Consignes.
1) Pour chacune des affirmations (a), (b) et (c), indiquez par oui ou non si elle concorde avec le texte sur la PI, et citez à l'identique les mots du texte qui tranchent. (a) Un projet de PI porte d'emblée sur l'ensemble des processus de l'entreprise. (b) Chez l'opérateur télécom cité, les données sont remontées toutes les heures. (c) Un tel projet demande de l'ordre de 2 à 3 mois.
2) Rédigez la suite du texte sur la PI à partir de sa dernière phrase.

Texte du document.
Pourquoi mettre en œuvre la PI ?
Même si la PI s'intègre facilement dans le paysage applicatif de l'entreprise, toutes les organisations n'y sont pas prêtes. "Quand l'entreprise a déjà une maturité suffisante pour constater qu'elle a besoin d'une vision opérationnelle et d'une agilité dans son pilotage, la valeur ajoutée de la PI devient plus évidente. Elle n'attendra pas d'avoir des résultats financiers ou un impact sur les ventes : elle s'attachera plutôt à l'impact opérationnel que peut avoir la manière dont l'administration des ventes traite le back-office, par exemple", commente Sébastien Louvet. "Dans les discussions que nous avons avec nos prospects, c'est bien de la valeur et de la manière dont la solution va s'intégrer dans le SI dont il est question. Nous travaillons à la fois avec les métiers et la DSI".
Typiquement, un projet de PI va commencer par l'identification des processus critiques, c'est-à-dire ceux pour lesquels il y a de vrais enjeux et des risques importants. L'idée n'est pas de faire de la PI sur l'ensemble des processus de l'entreprise : on commence en général sur un périmètre restreint et on élargit progressivement. "J'ai en tête l'exemple de cet opérateur télécom qui a utilisé nos outils pour la gestion des commandes ADSL uniquement, le reste n'étant pas aussi critique", poursuit Sébastien Louvet. "Le projet démarre ensuite classiquement, par une étape de conception fonctionnelle générale puis détaillée : on recense les informations disponibles et celles dont on a besoin. Puis on passe à la conception technique, au cours de laquelle on 'mappe' les données sources avec les données de processus". Avec SAP, ce mapping fait déjà partie de la boîte à outils disponible avec l'outil Aris (provenant d'IDS Scheer, éditeur racheté par Software AG en 2009). Il ne reste plus alors qu'à faire le paramétrage spécifique.
Ces étapes étant réalisées, on passe à la recette puis à la mise en production. Les données sont remontées à une fréquence qui dépend du projet : "chez notre opérateur de télécom, elles le sont toutes les heures, mais souvent les processus sont plus longs et une fois par jour suffit. On est sur du pilotage a posteriori, comme le suivi des comportements utilisateurs, de la courbe d'apprentissage de nouvelles fonctionnalités ou de nouveaux processus et les dérives éventuelles".
Au total, un tel projet nécessite de l'ordre de 2 à 3 mois, pour entre 50 et 80 jours/homme de charge de travail.

Contenu présenté.

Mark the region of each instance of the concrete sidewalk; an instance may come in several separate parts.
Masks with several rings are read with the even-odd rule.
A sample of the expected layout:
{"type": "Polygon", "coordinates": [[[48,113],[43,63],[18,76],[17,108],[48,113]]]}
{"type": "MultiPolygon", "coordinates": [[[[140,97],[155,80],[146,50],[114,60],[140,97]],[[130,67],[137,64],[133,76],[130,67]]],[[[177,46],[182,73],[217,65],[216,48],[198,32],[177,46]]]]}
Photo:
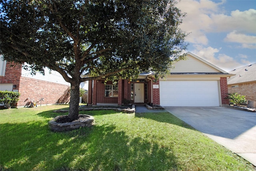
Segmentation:
{"type": "Polygon", "coordinates": [[[165,108],[256,166],[256,113],[224,107],[165,108]]]}
{"type": "Polygon", "coordinates": [[[135,105],[135,112],[136,113],[159,113],[168,112],[165,110],[148,109],[144,105],[135,105]]]}

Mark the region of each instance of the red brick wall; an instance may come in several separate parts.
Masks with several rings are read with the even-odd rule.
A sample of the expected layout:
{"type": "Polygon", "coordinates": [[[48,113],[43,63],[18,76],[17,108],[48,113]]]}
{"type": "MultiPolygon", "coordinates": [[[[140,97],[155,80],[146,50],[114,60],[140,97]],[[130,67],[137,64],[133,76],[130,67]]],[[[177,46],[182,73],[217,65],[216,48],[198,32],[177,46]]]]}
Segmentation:
{"type": "Polygon", "coordinates": [[[22,77],[22,65],[16,64],[11,66],[12,64],[10,62],[6,63],[5,76],[0,77],[0,83],[12,84],[13,89],[18,90],[20,96],[17,106],[25,106],[31,99],[37,101],[42,98],[44,100],[39,104],[69,102],[70,86],[22,77]]]}
{"type": "Polygon", "coordinates": [[[21,77],[19,89],[20,96],[18,105],[24,106],[31,99],[36,101],[42,98],[44,100],[38,104],[68,103],[70,88],[69,86],[21,77]]]}
{"type": "Polygon", "coordinates": [[[152,87],[151,86],[151,82],[152,81],[150,80],[148,82],[148,101],[149,103],[152,103],[152,97],[151,94],[151,89],[152,87]]]}
{"type": "Polygon", "coordinates": [[[88,104],[91,105],[92,103],[92,81],[89,81],[88,83],[88,104]]]}
{"type": "MultiPolygon", "coordinates": [[[[158,80],[156,82],[153,82],[152,86],[154,84],[159,85],[159,80],[158,80]]],[[[160,95],[159,88],[153,88],[152,89],[153,93],[153,105],[160,105],[160,95]]]]}
{"type": "Polygon", "coordinates": [[[0,84],[12,84],[13,89],[19,89],[20,80],[21,76],[22,69],[21,64],[14,64],[13,66],[10,65],[13,63],[6,63],[5,74],[4,77],[0,77],[0,84]]]}
{"type": "Polygon", "coordinates": [[[245,95],[247,100],[256,101],[256,82],[233,84],[228,86],[229,93],[237,93],[245,95]],[[238,85],[238,87],[232,88],[232,86],[238,85]]]}
{"type": "Polygon", "coordinates": [[[221,101],[222,104],[229,104],[229,102],[228,97],[228,85],[227,84],[227,78],[221,77],[220,80],[220,93],[221,95],[221,101]]]}

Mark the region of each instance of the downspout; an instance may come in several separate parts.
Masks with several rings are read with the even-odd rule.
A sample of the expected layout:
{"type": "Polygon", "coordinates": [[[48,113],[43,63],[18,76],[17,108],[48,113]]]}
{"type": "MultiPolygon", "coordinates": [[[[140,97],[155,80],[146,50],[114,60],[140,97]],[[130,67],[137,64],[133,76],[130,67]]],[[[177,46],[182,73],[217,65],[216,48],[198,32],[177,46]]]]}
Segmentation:
{"type": "Polygon", "coordinates": [[[148,78],[148,76],[147,77],[147,78],[150,80],[151,80],[151,103],[153,105],[153,86],[152,86],[153,80],[152,80],[152,79],[149,78],[148,78]]]}

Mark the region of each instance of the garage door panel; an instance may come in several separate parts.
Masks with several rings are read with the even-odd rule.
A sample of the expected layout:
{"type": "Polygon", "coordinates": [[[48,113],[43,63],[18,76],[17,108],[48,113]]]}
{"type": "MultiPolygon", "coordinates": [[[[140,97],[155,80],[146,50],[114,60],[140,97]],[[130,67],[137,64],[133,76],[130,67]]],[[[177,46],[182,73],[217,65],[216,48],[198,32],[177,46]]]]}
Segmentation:
{"type": "Polygon", "coordinates": [[[164,106],[219,105],[217,81],[161,81],[160,91],[164,106]]]}

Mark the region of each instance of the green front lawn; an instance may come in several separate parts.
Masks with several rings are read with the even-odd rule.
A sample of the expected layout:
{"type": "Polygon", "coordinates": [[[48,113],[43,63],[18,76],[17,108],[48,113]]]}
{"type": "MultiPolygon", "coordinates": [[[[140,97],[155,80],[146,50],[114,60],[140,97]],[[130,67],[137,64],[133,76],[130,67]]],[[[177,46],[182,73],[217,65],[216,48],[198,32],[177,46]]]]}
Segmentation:
{"type": "Polygon", "coordinates": [[[51,131],[50,105],[0,110],[1,169],[8,171],[253,170],[251,165],[168,113],[92,115],[91,128],[51,131]]]}

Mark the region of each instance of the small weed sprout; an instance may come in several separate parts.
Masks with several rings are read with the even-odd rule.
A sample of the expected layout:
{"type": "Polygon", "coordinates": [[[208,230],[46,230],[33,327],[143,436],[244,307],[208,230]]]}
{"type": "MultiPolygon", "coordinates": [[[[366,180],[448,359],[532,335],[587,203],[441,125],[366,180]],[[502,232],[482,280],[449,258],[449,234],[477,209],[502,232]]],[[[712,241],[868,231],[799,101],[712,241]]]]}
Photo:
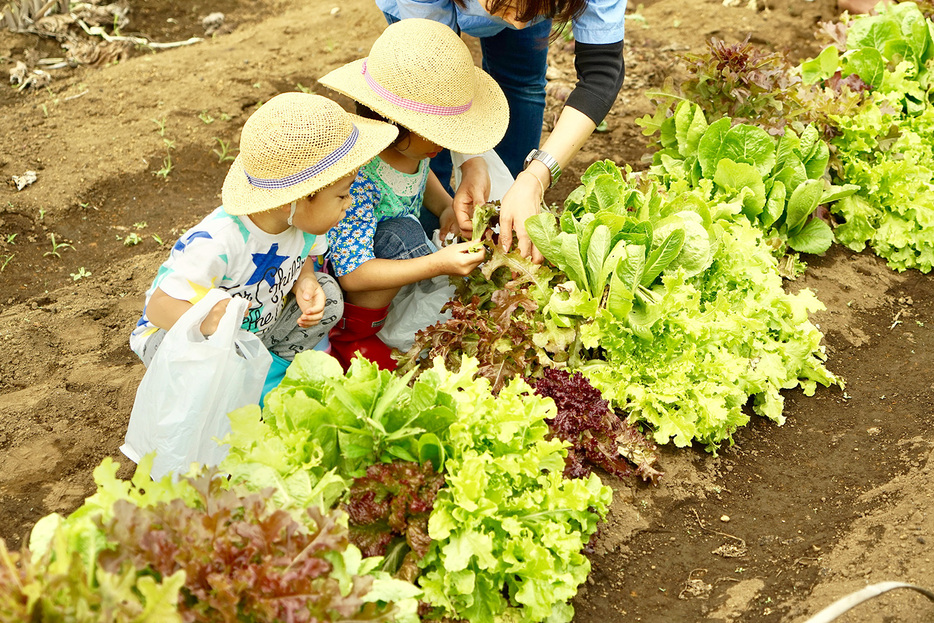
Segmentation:
{"type": "Polygon", "coordinates": [[[54,255],[55,257],[61,258],[62,257],[61,250],[64,250],[64,249],[73,250],[74,249],[74,246],[68,244],[67,242],[56,242],[55,234],[49,234],[49,238],[52,239],[52,250],[46,251],[45,253],[43,253],[42,254],[43,257],[54,255]]]}
{"type": "Polygon", "coordinates": [[[220,149],[213,149],[212,151],[217,155],[218,162],[227,162],[233,160],[234,156],[230,154],[230,143],[225,143],[222,139],[214,137],[214,140],[217,141],[220,149]]]}
{"type": "Polygon", "coordinates": [[[156,130],[156,132],[159,133],[159,136],[165,136],[165,117],[162,119],[150,119],[150,121],[159,126],[156,130]]]}
{"type": "Polygon", "coordinates": [[[90,277],[90,276],[91,276],[91,272],[90,272],[89,270],[87,270],[84,266],[82,266],[81,268],[79,268],[79,269],[78,269],[78,272],[76,272],[76,273],[69,273],[69,274],[71,275],[71,280],[72,280],[72,281],[78,281],[78,280],[80,280],[80,279],[84,279],[85,277],[90,277]]]}
{"type": "Polygon", "coordinates": [[[172,172],[172,154],[166,154],[162,160],[162,168],[156,171],[155,175],[162,179],[167,179],[172,172]]]}

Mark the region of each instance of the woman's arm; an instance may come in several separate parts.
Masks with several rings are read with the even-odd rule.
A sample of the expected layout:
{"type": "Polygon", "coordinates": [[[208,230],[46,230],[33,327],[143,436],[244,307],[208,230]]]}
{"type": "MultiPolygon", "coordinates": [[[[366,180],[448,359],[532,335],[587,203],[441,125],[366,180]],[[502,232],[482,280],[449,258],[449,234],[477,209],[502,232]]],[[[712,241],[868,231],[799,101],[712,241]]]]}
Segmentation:
{"type": "MultiPolygon", "coordinates": [[[[551,154],[563,169],[596,127],[590,117],[565,106],[542,149],[551,154]]],[[[512,247],[515,232],[519,253],[523,257],[531,257],[537,264],[541,264],[542,254],[532,245],[525,231],[525,219],[541,211],[542,197],[550,184],[551,171],[542,162],[533,160],[519,173],[500,203],[499,239],[503,249],[508,251],[512,247]]]]}
{"type": "MultiPolygon", "coordinates": [[[[575,44],[574,65],[578,84],[568,97],[554,130],[541,146],[564,169],[609,112],[622,88],[625,75],[623,42],[611,44],[575,44]]],[[[500,208],[500,241],[509,250],[513,232],[519,252],[540,263],[541,253],[532,245],[525,231],[525,219],[537,214],[544,191],[551,185],[551,172],[533,160],[519,174],[503,197],[500,208]]]]}

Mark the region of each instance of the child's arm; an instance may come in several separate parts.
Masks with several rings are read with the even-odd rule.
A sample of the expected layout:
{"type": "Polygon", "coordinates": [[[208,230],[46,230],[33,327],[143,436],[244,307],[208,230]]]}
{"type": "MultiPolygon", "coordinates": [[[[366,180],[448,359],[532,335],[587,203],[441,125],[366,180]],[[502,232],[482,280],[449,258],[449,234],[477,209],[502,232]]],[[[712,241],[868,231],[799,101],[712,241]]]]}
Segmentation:
{"type": "Polygon", "coordinates": [[[439,232],[441,239],[453,232],[455,235],[460,233],[457,226],[457,217],[452,207],[451,195],[441,185],[441,180],[435,175],[434,171],[428,172],[428,183],[425,186],[425,197],[422,199],[422,205],[429,212],[438,217],[439,232]]]}
{"type": "MultiPolygon", "coordinates": [[[[221,318],[224,317],[228,303],[230,303],[230,299],[224,299],[211,308],[204,322],[201,323],[202,335],[212,335],[217,331],[217,325],[221,318]]],[[[192,305],[188,301],[169,296],[160,288],[156,288],[152,296],[149,297],[149,303],[146,304],[146,317],[160,329],[168,331],[175,326],[182,314],[191,307],[192,305]]]]}
{"type": "Polygon", "coordinates": [[[298,319],[298,326],[303,329],[313,327],[324,317],[324,304],[327,297],[324,290],[315,277],[315,261],[313,257],[308,257],[302,265],[302,270],[298,274],[295,285],[292,286],[292,293],[295,295],[295,302],[298,303],[302,315],[298,319]]]}
{"type": "Polygon", "coordinates": [[[482,247],[477,251],[471,250],[475,244],[459,242],[430,255],[408,260],[367,260],[356,270],[340,277],[339,281],[347,292],[370,292],[401,288],[438,275],[468,275],[486,257],[482,247]]]}

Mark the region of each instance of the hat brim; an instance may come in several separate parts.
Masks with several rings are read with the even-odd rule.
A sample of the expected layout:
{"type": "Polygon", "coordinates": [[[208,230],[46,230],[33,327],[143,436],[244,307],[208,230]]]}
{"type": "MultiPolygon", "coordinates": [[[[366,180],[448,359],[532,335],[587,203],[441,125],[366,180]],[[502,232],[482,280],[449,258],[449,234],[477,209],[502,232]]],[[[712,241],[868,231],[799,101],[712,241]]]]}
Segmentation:
{"type": "Polygon", "coordinates": [[[386,149],[398,136],[398,129],[392,125],[358,115],[349,116],[359,130],[357,142],[353,148],[346,156],[318,175],[294,186],[269,189],[251,185],[244,173],[241,157],[238,155],[230,165],[230,170],[224,179],[221,191],[224,210],[233,215],[255,214],[273,210],[306,197],[360,168],[386,149]]]}
{"type": "Polygon", "coordinates": [[[366,83],[362,73],[366,59],[338,67],[318,82],[360,102],[386,119],[405,126],[441,147],[462,154],[493,149],[509,125],[509,104],[496,81],[475,67],[477,89],[470,109],[459,115],[428,115],[383,99],[366,83]]]}

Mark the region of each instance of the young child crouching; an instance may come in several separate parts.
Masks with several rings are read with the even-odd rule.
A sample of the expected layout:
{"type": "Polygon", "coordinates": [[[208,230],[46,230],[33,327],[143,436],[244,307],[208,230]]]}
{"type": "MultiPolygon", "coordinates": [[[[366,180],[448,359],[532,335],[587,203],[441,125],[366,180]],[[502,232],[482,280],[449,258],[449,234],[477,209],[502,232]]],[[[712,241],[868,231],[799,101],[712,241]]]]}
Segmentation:
{"type": "MultiPolygon", "coordinates": [[[[259,335],[281,376],[343,313],[340,288],[314,271],[325,234],[350,205],[357,170],[396,137],[391,125],[317,95],[283,93],[243,126],[223,205],[185,232],[146,292],[130,347],[147,366],[166,331],[213,288],[250,301],[242,327],[259,335]]],[[[201,324],[211,335],[229,299],[201,324]]]]}

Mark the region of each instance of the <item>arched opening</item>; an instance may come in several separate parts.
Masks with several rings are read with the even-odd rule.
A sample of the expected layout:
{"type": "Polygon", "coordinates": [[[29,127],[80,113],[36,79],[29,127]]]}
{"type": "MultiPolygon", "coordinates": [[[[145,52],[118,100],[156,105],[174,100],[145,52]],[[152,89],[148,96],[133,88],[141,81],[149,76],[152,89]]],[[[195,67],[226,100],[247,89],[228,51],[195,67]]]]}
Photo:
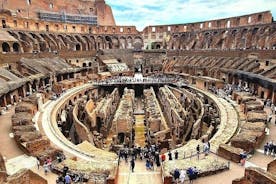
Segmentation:
{"type": "Polygon", "coordinates": [[[79,51],[80,50],[80,44],[76,45],[76,50],[79,51]]]}
{"type": "Polygon", "coordinates": [[[102,120],[100,117],[96,118],[96,125],[97,125],[97,132],[101,132],[101,128],[102,128],[102,120]]]}
{"type": "Polygon", "coordinates": [[[119,144],[123,144],[125,141],[125,134],[124,133],[118,133],[118,141],[119,144]]]}
{"type": "Polygon", "coordinates": [[[161,45],[160,44],[157,44],[156,45],[156,49],[160,49],[161,48],[161,45]]]}
{"type": "Polygon", "coordinates": [[[13,48],[13,52],[19,52],[19,44],[18,43],[14,43],[12,45],[12,48],[13,48]]]}
{"type": "Polygon", "coordinates": [[[2,51],[3,52],[10,52],[10,45],[8,44],[8,43],[6,43],[6,42],[4,42],[3,44],[2,44],[2,51]]]}

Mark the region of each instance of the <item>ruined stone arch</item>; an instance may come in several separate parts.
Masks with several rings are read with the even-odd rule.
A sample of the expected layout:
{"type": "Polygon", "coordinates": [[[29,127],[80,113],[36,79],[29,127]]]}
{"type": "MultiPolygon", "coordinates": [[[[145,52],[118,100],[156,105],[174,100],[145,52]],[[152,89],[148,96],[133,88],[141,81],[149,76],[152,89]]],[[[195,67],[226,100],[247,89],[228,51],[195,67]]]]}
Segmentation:
{"type": "Polygon", "coordinates": [[[50,51],[58,50],[57,43],[54,42],[47,34],[40,34],[40,36],[48,43],[50,51]]]}
{"type": "Polygon", "coordinates": [[[79,43],[76,43],[76,48],[75,48],[76,51],[80,51],[81,50],[81,45],[79,43]]]}
{"type": "Polygon", "coordinates": [[[127,49],[133,48],[133,38],[131,36],[127,37],[127,49]]]}
{"type": "Polygon", "coordinates": [[[75,35],[75,39],[79,42],[79,44],[81,44],[82,50],[88,50],[87,44],[83,41],[83,39],[80,36],[75,35]]]}
{"type": "Polygon", "coordinates": [[[112,49],[112,39],[110,36],[105,36],[105,49],[112,49]]]}
{"type": "Polygon", "coordinates": [[[89,37],[90,41],[91,41],[91,49],[93,50],[97,50],[97,44],[96,44],[96,39],[94,36],[90,36],[89,37]]]}
{"type": "Polygon", "coordinates": [[[89,41],[89,38],[84,35],[84,36],[82,36],[82,39],[87,46],[87,50],[92,50],[92,45],[91,45],[91,42],[89,41]]]}
{"type": "Polygon", "coordinates": [[[18,32],[18,40],[20,41],[24,52],[33,51],[33,43],[30,38],[28,38],[24,33],[18,32]]]}
{"type": "Polygon", "coordinates": [[[65,45],[56,37],[56,35],[49,34],[49,37],[56,43],[58,50],[61,50],[65,45]]]}
{"type": "Polygon", "coordinates": [[[120,37],[120,49],[127,48],[127,40],[124,36],[120,37]]]}
{"type": "Polygon", "coordinates": [[[174,35],[172,37],[171,49],[173,49],[173,50],[180,49],[180,37],[179,37],[179,35],[174,35]]]}
{"type": "Polygon", "coordinates": [[[65,45],[65,47],[67,49],[70,49],[70,44],[68,43],[68,40],[67,40],[67,38],[65,36],[59,34],[57,36],[57,38],[59,38],[60,40],[62,40],[62,42],[64,43],[64,45],[65,45]]]}
{"type": "Polygon", "coordinates": [[[104,39],[103,39],[102,36],[97,37],[96,43],[97,43],[97,49],[104,49],[105,48],[104,39]]]}
{"type": "Polygon", "coordinates": [[[41,52],[46,52],[49,50],[49,45],[47,44],[47,42],[40,36],[40,35],[37,35],[35,33],[30,33],[32,35],[32,37],[37,40],[37,44],[39,46],[39,51],[41,52]]]}
{"type": "Polygon", "coordinates": [[[2,52],[10,52],[11,48],[10,45],[7,42],[2,43],[2,52]]]}
{"type": "MultiPolygon", "coordinates": [[[[133,47],[135,50],[141,50],[143,48],[143,39],[140,36],[134,37],[133,47]]],[[[161,44],[162,45],[162,44],[161,44]]],[[[161,49],[161,45],[160,48],[161,49]]]]}
{"type": "Polygon", "coordinates": [[[12,44],[13,52],[20,52],[21,48],[19,43],[15,42],[12,44]]]}
{"type": "Polygon", "coordinates": [[[180,36],[180,49],[186,49],[185,41],[186,41],[186,34],[182,34],[180,36]]]}
{"type": "Polygon", "coordinates": [[[76,49],[76,40],[71,35],[65,35],[70,50],[76,49]]]}
{"type": "Polygon", "coordinates": [[[112,46],[114,49],[119,49],[120,48],[120,41],[117,36],[112,37],[112,46]]]}

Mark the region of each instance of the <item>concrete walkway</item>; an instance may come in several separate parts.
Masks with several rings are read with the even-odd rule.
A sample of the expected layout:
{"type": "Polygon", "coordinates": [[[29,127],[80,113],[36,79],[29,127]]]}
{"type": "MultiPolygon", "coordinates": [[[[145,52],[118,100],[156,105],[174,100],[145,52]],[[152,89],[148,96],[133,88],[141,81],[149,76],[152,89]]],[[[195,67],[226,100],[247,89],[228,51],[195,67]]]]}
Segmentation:
{"type": "Polygon", "coordinates": [[[145,161],[137,159],[135,161],[134,172],[130,171],[130,162],[125,163],[121,160],[119,167],[118,184],[161,184],[160,167],[154,171],[146,170],[145,161]]]}
{"type": "Polygon", "coordinates": [[[11,117],[13,114],[14,106],[0,116],[0,152],[7,160],[24,154],[13,139],[11,129],[11,117]]]}

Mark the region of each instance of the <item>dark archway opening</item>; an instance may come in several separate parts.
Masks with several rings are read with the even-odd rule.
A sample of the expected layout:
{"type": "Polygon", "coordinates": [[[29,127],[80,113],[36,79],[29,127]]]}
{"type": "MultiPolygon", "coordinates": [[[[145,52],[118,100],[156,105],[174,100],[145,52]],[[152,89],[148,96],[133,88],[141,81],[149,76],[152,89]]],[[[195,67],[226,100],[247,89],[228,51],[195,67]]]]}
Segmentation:
{"type": "Polygon", "coordinates": [[[80,44],[76,45],[76,50],[79,51],[80,50],[80,44]]]}
{"type": "Polygon", "coordinates": [[[100,117],[96,118],[96,125],[97,125],[97,132],[101,132],[101,128],[102,128],[102,120],[100,117]]]}
{"type": "Polygon", "coordinates": [[[12,45],[12,48],[13,48],[13,52],[19,52],[19,44],[18,43],[14,43],[12,45]]]}
{"type": "Polygon", "coordinates": [[[119,144],[123,144],[125,141],[125,134],[124,133],[118,133],[118,141],[119,144]]]}
{"type": "Polygon", "coordinates": [[[2,44],[2,51],[3,52],[10,52],[10,45],[8,44],[8,43],[6,43],[6,42],[4,42],[3,44],[2,44]]]}

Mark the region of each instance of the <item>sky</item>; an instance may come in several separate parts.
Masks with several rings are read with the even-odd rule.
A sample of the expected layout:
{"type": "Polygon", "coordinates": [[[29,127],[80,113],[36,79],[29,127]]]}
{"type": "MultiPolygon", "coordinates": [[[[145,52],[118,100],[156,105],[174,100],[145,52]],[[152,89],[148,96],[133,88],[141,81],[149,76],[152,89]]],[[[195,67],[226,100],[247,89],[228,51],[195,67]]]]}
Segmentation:
{"type": "Polygon", "coordinates": [[[191,23],[270,10],[276,20],[276,0],[106,0],[116,25],[191,23]]]}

Réponses par consigne.
1)
(a) Non : « L'idée n'est pas de faire de la PI sur l'ensemble des processus de l'entreprise : on commence en général sur un périmètre restreint et on élargit progressivement. »
(b) Oui : « chez notre opérateur de télécom, elles le sont toutes les heures »
(c) Oui : « Au total, un tel projet nécessite de l'ordre de 2 à 3 mois »

2)
Utilisation
Les outils de PI servent souvent à faire du diagnostic, mais ils peuvent aussi être utilisés pour de l'accompagnement. Fréquemment, la DSI est pointée du doigt si la mise en place d'une nouvelle fonctionnalité se passe mal. "Avec la PI, on identifiera les comportements utilisateurs déviants et on replacera les responsabilités au bon endroit ; on pourra par exemple pointer la responsabilité des métiers dans une dérive." On pourra aussi les utiliser pour faire un état des lieux, pour évaluer un niveau de performance, calculer un ROI, mais aussi pour accompagner une transformation.
"Par la suite, les outils de PI restent le plus souvent en place, car ils permettent de piloter à un niveau très fin et opérationnel", conclut notre interlocuteur.
Benoît Herr
Aris
Aris est l'outil de Process Intelligence proposé par Software AG (ex-IDS Scheer) : il en est à sa version 5. Il compte 250 références dans le monde, dont beaucoup en Allemagne, son pays d'origine et 3 purement françaises. Tous les secteurs d'activité sont représentés, mais ce sont essentiellement des grands comptes. L'outil peut aussi néanmoins s'adapter à des sociétés de taille plus modeste, y compris en termes de tarifs.
Il n'a pas beaucoup de concurrents et par voie de conséquence, la PI ne fait pas beaucoup de bruit. En France, les grands intégrateurs s'y intéressent depuis peu, de même que certaines SSII positionnées sur des démarches de BPM. Jusqu'ici, les mises en œuvre se faisaient de manière artisanale, avec les compétences de l'éditeur, mais le concept semble vouloir décoller.